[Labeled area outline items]

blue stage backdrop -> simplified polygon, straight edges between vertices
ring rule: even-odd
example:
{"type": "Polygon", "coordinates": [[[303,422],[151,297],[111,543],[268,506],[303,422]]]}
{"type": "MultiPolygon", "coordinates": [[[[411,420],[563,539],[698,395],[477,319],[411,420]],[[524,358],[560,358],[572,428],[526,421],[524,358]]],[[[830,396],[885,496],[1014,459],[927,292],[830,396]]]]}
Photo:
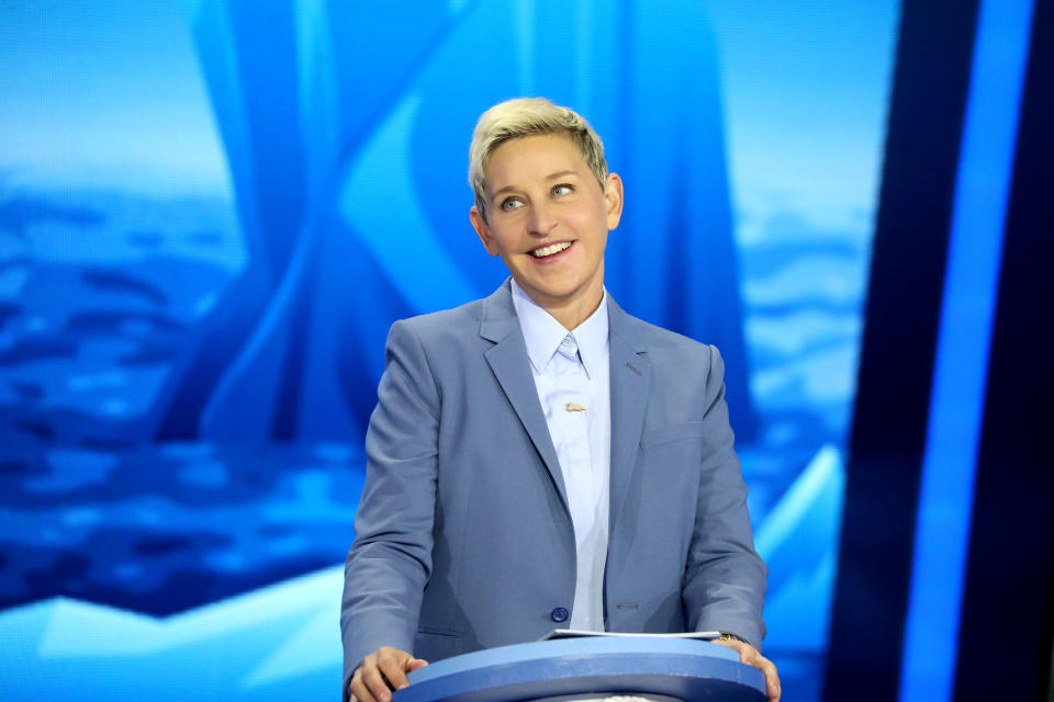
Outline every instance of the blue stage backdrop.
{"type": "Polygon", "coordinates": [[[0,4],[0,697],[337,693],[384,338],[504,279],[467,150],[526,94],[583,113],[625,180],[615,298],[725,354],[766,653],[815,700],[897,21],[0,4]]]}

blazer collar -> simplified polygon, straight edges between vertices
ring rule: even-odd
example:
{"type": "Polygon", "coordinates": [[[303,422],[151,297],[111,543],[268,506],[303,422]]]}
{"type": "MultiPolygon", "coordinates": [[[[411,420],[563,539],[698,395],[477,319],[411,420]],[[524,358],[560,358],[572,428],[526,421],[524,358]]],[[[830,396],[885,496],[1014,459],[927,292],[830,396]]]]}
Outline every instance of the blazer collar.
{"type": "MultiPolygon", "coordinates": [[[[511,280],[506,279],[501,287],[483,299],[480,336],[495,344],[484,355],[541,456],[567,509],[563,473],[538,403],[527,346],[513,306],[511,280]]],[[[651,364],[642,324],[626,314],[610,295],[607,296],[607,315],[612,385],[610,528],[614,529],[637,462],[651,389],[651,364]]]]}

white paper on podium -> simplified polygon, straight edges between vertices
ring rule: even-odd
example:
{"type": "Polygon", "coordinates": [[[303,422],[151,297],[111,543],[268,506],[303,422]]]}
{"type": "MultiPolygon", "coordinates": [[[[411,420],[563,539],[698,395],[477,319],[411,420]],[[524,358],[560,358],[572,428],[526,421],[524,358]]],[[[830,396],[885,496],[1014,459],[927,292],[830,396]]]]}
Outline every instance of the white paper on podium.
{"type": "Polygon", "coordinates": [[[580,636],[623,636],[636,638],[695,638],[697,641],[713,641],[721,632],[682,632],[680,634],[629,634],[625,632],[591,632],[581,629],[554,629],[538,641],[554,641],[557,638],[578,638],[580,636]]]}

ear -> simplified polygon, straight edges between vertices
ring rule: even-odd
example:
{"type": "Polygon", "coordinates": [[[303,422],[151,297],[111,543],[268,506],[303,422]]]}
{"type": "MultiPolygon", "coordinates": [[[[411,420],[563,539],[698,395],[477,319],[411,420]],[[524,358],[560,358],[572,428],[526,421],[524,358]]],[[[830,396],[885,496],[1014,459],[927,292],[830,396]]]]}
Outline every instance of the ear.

Exercise directions: All lines from the line containing "blazer collar ->" through the end of the listing above are to be duplicated exactly; include both ends and nothing further.

Output for this task:
blazer collar -> simplified polygon, straight edges between vertices
ring rule: even-odd
example:
{"type": "Polygon", "coordinates": [[[303,422],[151,297],[111,543],[268,506],[303,422]]]}
{"type": "MultiPolygon", "coordinates": [[[[411,420],[563,539],[698,395],[477,319],[411,420]],[[524,358],[560,358],[572,428],[526,421],[524,358]]],[[[830,396],[885,496],[1014,459],[927,292],[830,396]]]]}
Outline every instance of the blazer collar.
{"type": "MultiPolygon", "coordinates": [[[[511,280],[506,279],[501,287],[483,299],[480,336],[495,344],[484,355],[541,456],[567,509],[563,473],[538,403],[527,346],[513,306],[511,280]]],[[[651,364],[642,324],[626,314],[610,295],[607,296],[607,315],[612,385],[610,528],[614,529],[637,462],[651,389],[651,364]]]]}

white paper on podium -> simplified polygon, straight edges between vertices
ring rule: even-odd
example:
{"type": "Polygon", "coordinates": [[[303,422],[151,297],[111,543],[268,506],[303,422]]]}
{"type": "MultiPolygon", "coordinates": [[[[411,420],[563,539],[698,395],[477,319],[411,420]],[[524,358],[560,358],[572,428],[526,421],[524,358]]],[[[830,396],[885,496],[1014,459],[927,292],[830,396]]]]}
Outline every instance of the white paper on podium.
{"type": "Polygon", "coordinates": [[[580,636],[623,636],[636,638],[695,638],[697,641],[713,641],[721,632],[682,632],[680,634],[629,634],[625,632],[591,632],[581,629],[554,629],[538,641],[554,641],[557,638],[578,638],[580,636]]]}

ear -> simplified polygon, straight edges between vertices
ring rule: even-odd
example:
{"type": "Polygon", "coordinates": [[[303,422],[151,297],[111,543],[268,506],[303,422]]]}
{"type": "MultiPolygon", "coordinates": [[[[411,420],[563,539],[698,395],[477,319],[411,420]],[[524,358],[560,358],[572,428],[526,421],[524,358]]],[[[830,396],[885,496],[1014,459],[927,292],[830,396]]]]}
Outline every instance of the ear.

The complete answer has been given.